Problems to work on:
**A.** In the Castleman disease passage, what instrument was used to perform the immunohistochemical staining?
**B.** Pick up the Castleman disease passage after its final sentence and keep writing it.
Reading passage Block Start
Multicentric Castleman disease (MCD) comprises a heterogeneous group of rare disorders that exhibit generalized symptoms such as swelling of lymph nodes, anemia, fever, and fatigue. Idiopathic multicentric Castleman disease (iMCD) is a type of Castleman disease that is not related to KSHV/HHV8 infection.

KSHV/HHV8-negative MCD without association with the POEMS (polyneuropathy, organomegaly, endocrinopathy, M proteins, and skin changes) syndrome are termed “idiopathic,” i.e., diseases with no identifiable cause, and are thus referred to as “iMCD”. At present, specific clinical manifestations or diagnostic criteria have not been identified for iMCD, which often results in treatment delay.

Molecular Hematopathologists at the Okayama University Hospital (Okayama, Japan) and their colleagues analyzed lymph node specimens derived from 42 Japanese patients with lymph node involvement of iMCD not otherwise specified (iMCD-NOS), who met the consensus diagnostic criteria of iMCD and were negative for KSHV/HHV8 infections. Upon further examination, the team classified 34 of the 42 patients as the idiopathic plasmacytic lymphadenopathy (IPL) group and the remaining eight as the non-IPL group.

All lymph node specimens were fixed in 10% formalin and embedded in paraffin. Paraffin-embedded tissue blocks were sliced into 3 µm thin sections and stained with hematoxylin and eosin (H&E), immunohistochemical staining and Berlin blue staining. Immunohistochemical staining was performed using an automated BOND-III instrument (Leica Biosystems, Wetzlar, Germany) with the primary antibody of HHV-8, CD138, and α-SMA. In situ hybridization was also performed for the κ and λ light chains (Leica Biosystems).
Reading passage Block End
Dataset extract Block Start
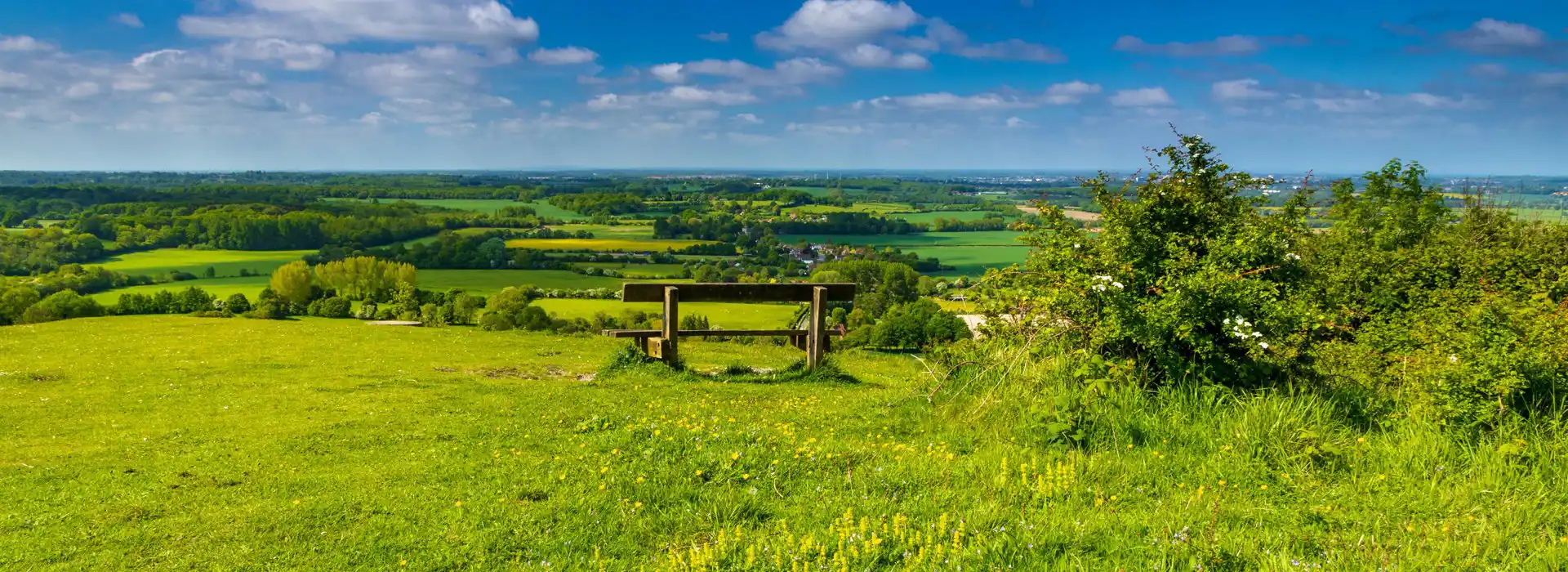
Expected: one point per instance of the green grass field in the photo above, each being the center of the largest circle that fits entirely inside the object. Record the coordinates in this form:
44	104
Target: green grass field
634	270
480	283
924	239
479	206
961	215
971	261
226	264
719	314
858	208
608	245
548	210
618	230
173	442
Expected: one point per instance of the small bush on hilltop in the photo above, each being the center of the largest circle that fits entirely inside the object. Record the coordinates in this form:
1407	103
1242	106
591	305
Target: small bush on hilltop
1455	320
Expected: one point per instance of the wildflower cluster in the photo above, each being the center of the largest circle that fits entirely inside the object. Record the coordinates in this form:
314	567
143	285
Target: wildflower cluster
1242	329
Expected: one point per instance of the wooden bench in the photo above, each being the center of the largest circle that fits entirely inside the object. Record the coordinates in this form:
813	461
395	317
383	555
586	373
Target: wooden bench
664	343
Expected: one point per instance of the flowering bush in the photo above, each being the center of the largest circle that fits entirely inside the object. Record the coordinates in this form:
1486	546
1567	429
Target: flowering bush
1187	278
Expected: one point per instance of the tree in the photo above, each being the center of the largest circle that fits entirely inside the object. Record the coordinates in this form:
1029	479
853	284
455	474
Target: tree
237	305
15	298
61	306
292	283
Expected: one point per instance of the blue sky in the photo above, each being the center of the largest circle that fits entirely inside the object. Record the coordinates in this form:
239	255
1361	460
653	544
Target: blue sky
1333	85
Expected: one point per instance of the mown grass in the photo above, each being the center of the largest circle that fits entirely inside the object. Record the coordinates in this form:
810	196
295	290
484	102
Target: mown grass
479	206
482	283
717	314
921	239
932	217
858	208
225	264
172	442
608	245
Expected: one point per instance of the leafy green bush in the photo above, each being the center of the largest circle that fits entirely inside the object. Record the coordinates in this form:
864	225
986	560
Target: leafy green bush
1187	278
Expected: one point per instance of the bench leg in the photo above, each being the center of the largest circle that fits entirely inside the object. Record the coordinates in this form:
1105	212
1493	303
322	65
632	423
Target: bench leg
668	350
814	337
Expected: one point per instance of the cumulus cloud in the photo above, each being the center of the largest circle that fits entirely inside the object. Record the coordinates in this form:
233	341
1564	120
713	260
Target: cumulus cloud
789	73
944	102
1142	97
872	34
24	44
564	56
1070	93
292	56
344	20
1225	46
676	96
872	56
838	24
1241	90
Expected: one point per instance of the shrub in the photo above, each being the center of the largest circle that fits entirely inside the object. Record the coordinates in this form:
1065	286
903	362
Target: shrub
61	306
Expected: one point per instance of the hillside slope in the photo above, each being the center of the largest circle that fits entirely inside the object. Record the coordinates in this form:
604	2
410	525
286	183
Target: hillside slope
173	442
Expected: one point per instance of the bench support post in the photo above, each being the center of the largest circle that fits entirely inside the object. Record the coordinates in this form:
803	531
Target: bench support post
817	329
670	351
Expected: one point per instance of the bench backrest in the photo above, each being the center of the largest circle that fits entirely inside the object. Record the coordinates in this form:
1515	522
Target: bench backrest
645	292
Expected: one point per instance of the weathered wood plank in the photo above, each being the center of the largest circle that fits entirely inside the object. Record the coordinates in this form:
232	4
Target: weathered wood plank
705	333
645	292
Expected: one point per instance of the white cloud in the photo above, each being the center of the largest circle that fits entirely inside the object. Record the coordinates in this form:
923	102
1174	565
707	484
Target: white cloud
838	24
564	56
789	73
16	82
1225	46
676	96
872	56
375	118
825	129
344	20
946	102
1241	90
1142	97
1496	37
24	44
292	56
1070	93
82	90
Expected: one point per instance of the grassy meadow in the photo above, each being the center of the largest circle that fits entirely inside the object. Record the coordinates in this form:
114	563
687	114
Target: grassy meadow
921	239
482	283
719	314
226	264
606	245
173	442
480	206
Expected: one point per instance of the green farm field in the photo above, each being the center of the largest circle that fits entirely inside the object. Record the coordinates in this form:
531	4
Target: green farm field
548	210
173	442
608	245
719	314
479	206
932	217
226	264
474	281
922	239
634	270
858	208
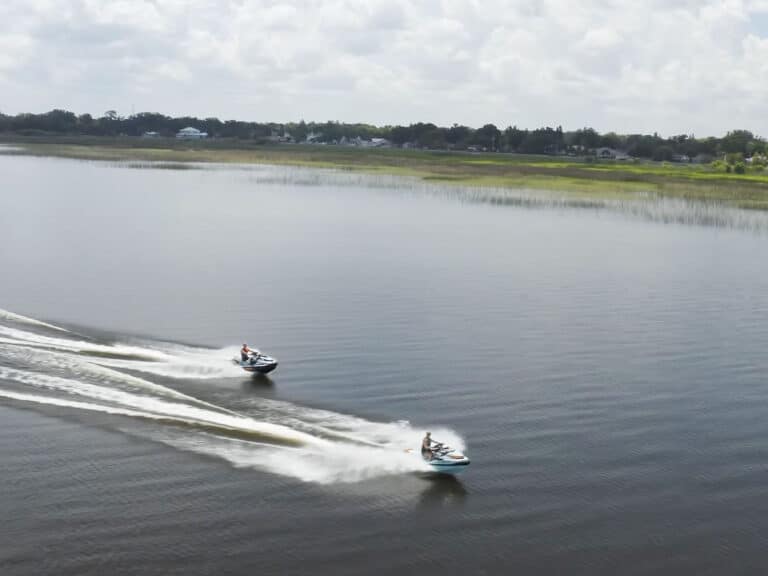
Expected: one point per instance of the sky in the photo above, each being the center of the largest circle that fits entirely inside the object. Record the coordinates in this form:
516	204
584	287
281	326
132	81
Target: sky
685	67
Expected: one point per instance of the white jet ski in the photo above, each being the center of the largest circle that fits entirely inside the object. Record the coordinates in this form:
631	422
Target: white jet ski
257	363
444	459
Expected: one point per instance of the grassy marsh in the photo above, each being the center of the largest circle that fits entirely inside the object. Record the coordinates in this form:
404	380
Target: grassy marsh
574	176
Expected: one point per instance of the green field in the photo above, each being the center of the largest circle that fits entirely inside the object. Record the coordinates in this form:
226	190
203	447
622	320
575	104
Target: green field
574	176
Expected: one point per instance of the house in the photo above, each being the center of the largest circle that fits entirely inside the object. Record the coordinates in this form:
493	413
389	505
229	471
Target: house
611	154
190	133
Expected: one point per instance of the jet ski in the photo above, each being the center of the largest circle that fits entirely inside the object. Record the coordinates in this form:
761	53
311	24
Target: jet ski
257	363
444	459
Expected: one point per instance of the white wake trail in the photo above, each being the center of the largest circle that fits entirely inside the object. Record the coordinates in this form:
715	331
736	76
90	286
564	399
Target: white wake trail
19	319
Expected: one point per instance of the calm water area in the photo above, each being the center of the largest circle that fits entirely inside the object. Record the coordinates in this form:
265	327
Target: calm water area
604	369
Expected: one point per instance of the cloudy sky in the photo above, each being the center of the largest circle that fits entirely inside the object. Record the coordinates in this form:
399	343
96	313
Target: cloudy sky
689	66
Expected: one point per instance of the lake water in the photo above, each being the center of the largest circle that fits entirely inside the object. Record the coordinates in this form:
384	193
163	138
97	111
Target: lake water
604	366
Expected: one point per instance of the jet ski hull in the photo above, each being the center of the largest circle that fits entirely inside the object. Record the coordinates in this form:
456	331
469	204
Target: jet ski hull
262	364
444	461
264	369
449	466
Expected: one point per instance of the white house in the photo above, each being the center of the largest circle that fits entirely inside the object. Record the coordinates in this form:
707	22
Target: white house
190	133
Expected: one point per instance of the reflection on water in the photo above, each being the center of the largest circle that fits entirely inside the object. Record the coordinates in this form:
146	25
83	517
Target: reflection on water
442	490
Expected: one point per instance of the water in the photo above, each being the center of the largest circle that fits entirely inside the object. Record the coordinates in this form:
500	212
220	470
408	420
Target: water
603	366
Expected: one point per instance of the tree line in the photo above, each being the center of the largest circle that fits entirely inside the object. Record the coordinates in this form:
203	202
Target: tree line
547	140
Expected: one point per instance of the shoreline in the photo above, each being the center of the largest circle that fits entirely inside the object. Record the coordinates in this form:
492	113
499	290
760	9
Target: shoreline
573	176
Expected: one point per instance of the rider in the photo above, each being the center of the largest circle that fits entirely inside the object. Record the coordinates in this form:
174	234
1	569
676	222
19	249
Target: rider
426	446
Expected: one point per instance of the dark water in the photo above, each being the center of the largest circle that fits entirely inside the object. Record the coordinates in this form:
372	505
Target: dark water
606	374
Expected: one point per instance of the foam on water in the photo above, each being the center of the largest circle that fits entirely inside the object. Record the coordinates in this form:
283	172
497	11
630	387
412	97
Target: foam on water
47	368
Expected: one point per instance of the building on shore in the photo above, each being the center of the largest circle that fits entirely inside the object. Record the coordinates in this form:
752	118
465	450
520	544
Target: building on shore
190	133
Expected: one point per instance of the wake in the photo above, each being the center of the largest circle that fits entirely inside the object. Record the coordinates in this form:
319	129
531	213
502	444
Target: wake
45	365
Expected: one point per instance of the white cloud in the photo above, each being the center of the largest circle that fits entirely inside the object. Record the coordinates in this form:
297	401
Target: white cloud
690	66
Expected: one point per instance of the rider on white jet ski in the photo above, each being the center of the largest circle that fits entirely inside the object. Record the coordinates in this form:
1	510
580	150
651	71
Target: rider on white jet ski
426	447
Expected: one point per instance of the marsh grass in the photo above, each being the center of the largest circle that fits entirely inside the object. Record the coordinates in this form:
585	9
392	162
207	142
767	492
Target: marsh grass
606	180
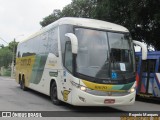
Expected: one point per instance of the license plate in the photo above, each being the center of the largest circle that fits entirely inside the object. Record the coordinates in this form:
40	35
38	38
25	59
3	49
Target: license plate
109	101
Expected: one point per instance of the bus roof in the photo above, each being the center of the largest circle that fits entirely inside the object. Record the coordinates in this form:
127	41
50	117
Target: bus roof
83	22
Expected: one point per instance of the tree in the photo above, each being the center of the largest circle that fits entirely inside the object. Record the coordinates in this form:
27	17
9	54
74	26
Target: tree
51	18
141	17
5	57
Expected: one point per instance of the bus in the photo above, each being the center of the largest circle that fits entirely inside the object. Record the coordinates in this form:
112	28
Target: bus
80	61
148	75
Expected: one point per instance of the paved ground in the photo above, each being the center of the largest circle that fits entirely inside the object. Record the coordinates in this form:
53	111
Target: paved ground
12	98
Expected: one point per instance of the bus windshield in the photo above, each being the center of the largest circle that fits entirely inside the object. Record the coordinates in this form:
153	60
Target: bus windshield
100	53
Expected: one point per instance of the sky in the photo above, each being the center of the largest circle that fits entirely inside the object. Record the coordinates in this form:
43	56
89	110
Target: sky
20	18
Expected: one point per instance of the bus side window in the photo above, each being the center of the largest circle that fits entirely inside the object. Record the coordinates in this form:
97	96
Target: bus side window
159	67
152	65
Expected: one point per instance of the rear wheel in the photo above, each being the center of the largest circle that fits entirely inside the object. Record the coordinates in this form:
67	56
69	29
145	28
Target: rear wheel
53	94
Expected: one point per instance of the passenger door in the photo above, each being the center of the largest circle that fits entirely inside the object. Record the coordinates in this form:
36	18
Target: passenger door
147	76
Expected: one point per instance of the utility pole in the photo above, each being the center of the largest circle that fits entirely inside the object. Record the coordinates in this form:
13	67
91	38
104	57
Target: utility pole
12	65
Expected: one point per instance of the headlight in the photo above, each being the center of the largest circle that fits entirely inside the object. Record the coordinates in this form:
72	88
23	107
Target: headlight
83	88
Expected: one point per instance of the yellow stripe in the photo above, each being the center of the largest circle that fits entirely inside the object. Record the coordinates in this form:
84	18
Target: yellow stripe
100	87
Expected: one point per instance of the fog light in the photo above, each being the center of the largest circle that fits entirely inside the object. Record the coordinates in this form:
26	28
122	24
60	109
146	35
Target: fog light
83	88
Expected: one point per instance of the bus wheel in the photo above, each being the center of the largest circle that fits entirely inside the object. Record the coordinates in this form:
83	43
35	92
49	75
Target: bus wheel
53	94
23	87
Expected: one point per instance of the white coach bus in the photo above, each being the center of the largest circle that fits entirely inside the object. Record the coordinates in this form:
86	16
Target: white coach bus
80	61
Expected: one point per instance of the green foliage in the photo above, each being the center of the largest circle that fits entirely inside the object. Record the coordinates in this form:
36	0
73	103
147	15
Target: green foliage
78	8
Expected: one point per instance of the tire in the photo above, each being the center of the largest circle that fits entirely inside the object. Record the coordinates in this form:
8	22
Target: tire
53	94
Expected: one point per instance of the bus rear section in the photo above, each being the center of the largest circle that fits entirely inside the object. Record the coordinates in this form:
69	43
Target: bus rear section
148	75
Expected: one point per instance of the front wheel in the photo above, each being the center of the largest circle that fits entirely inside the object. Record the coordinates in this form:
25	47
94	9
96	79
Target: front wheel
53	94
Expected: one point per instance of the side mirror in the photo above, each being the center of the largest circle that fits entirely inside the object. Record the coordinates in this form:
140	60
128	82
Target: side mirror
144	49
74	42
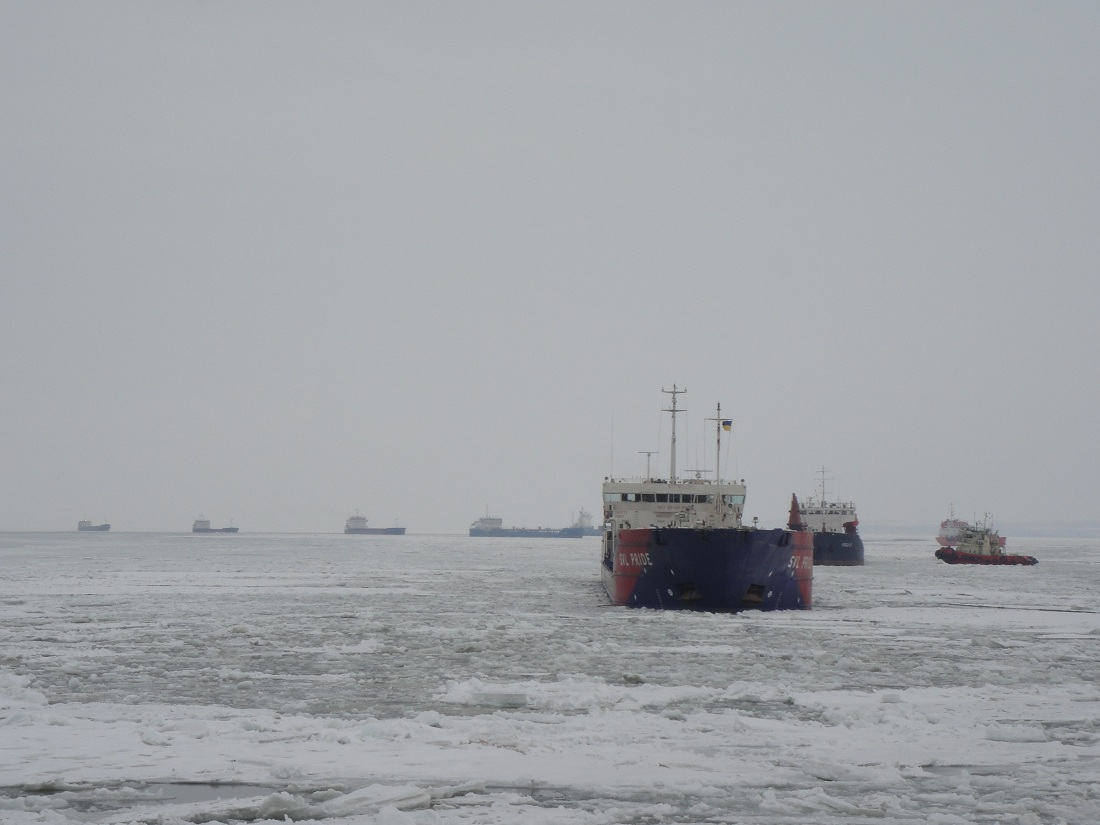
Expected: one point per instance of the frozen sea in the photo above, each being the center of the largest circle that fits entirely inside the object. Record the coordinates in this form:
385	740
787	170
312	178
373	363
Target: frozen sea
154	678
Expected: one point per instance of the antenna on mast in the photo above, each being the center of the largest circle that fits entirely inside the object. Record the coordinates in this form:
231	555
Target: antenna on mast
719	425
672	461
823	485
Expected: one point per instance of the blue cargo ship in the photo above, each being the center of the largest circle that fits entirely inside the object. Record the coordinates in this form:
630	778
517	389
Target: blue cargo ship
835	528
679	543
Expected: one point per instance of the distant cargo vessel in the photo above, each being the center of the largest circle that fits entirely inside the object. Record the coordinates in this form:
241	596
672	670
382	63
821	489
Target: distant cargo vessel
202	525
583	523
488	527
980	545
680	543
835	528
356	525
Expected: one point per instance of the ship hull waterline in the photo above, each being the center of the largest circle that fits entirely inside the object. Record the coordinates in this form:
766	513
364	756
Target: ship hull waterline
724	570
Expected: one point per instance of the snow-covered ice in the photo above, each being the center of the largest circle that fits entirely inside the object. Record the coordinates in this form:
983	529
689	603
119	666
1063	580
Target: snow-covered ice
196	679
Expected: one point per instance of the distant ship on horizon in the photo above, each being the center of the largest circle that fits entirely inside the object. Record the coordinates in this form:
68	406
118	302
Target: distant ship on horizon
491	527
356	526
583	523
202	525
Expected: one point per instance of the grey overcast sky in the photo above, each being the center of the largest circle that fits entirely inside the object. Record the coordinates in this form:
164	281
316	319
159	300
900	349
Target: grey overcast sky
274	262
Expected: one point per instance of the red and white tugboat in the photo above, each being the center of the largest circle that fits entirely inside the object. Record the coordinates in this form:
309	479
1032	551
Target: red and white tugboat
679	543
979	545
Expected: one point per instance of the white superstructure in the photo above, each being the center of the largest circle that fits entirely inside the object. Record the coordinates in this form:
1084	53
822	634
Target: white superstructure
820	515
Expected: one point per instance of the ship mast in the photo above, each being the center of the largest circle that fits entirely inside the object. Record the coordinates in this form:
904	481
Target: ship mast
717	444
673	410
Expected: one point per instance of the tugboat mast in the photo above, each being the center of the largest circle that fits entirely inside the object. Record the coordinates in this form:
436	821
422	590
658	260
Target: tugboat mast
672	464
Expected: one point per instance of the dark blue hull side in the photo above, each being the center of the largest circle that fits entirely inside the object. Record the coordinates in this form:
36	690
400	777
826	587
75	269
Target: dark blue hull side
838	549
724	570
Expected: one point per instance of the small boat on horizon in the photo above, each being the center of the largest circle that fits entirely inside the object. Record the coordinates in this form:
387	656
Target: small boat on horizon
202	525
492	527
835	528
356	526
952	529
980	545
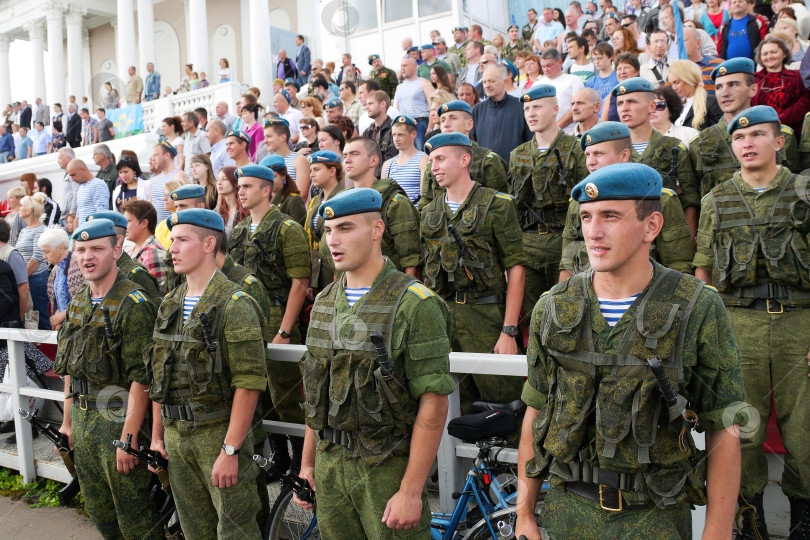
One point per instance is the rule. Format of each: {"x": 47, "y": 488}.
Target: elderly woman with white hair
{"x": 65, "y": 279}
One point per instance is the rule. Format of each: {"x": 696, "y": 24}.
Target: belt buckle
{"x": 602, "y": 503}
{"x": 781, "y": 307}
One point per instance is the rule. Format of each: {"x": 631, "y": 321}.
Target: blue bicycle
{"x": 485, "y": 507}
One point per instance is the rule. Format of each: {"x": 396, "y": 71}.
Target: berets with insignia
{"x": 759, "y": 114}
{"x": 188, "y": 191}
{"x": 538, "y": 91}
{"x": 446, "y": 139}
{"x": 604, "y": 131}
{"x": 200, "y": 217}
{"x": 350, "y": 202}
{"x": 619, "y": 182}
{"x": 735, "y": 65}
{"x": 97, "y": 228}
{"x": 117, "y": 218}
{"x": 632, "y": 85}
{"x": 450, "y": 106}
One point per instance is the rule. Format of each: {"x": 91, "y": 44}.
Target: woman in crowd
{"x": 779, "y": 87}
{"x": 31, "y": 209}
{"x": 65, "y": 278}
{"x": 129, "y": 171}
{"x": 700, "y": 109}
{"x": 203, "y": 174}
{"x": 668, "y": 107}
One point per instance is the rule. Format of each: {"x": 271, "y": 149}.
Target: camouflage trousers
{"x": 117, "y": 503}
{"x": 566, "y": 515}
{"x": 773, "y": 348}
{"x": 352, "y": 497}
{"x": 208, "y": 512}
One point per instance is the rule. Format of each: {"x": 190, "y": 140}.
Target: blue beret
{"x": 538, "y": 91}
{"x": 456, "y": 105}
{"x": 238, "y": 134}
{"x": 199, "y": 217}
{"x": 735, "y": 65}
{"x": 634, "y": 84}
{"x": 622, "y": 181}
{"x": 446, "y": 139}
{"x": 604, "y": 131}
{"x": 323, "y": 156}
{"x": 759, "y": 114}
{"x": 168, "y": 146}
{"x": 254, "y": 171}
{"x": 117, "y": 218}
{"x": 98, "y": 228}
{"x": 188, "y": 191}
{"x": 274, "y": 162}
{"x": 402, "y": 119}
{"x": 350, "y": 202}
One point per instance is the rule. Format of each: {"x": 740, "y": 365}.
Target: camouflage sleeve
{"x": 243, "y": 343}
{"x": 420, "y": 344}
{"x": 402, "y": 221}
{"x": 716, "y": 380}
{"x": 137, "y": 320}
{"x": 294, "y": 246}
{"x": 704, "y": 257}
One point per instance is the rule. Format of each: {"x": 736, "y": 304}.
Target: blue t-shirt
{"x": 739, "y": 45}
Dataset extract Block End
Answers to the exercises:
**A.** An automated BOND-III instrument from Leica Biosystems (Wetzlar, Germany).

**B.**
The investigators reported that on grading histological features such as vascularity, plasmacytosis (high proportion of plasma cells), atrophic and hyperplastic germinal centers (GCs), they identified significant pathological differences between the specimens of the IPL and non-IPL groups. The IPL group demonstrated greater plasmacytosis and hyperplastic GCs compared to the non-IPL group. Conversely, the vascularity of the non-IPL group was higher than that of the IPL group. Clinically, the IPL group exhibited higher platelet count and serum antibody (immunoglobulin G) levels, with lesser fluid retention in pleural and/or abdominal cavity. The frequency of disease-specific autoantibody detection was also different between the groups.

The authors concluded that their results suggest that IPL is clinicopathologically a uniform disease entity, and may be an independent subtype of iMCD. Future studies are warranted to identify diagnostics, treatment, and follow-up plans that are specific to IPL. Given the heterogeneity of the non-IPL cases, clinicians are urged to identify a primary etiology of such cases, including atypical autoimmune diseases. These cases may benefit from molecular analysis to clarify underlying pathology. The study was originally published on September 7, 2022 in the International Journal of Molecular Science.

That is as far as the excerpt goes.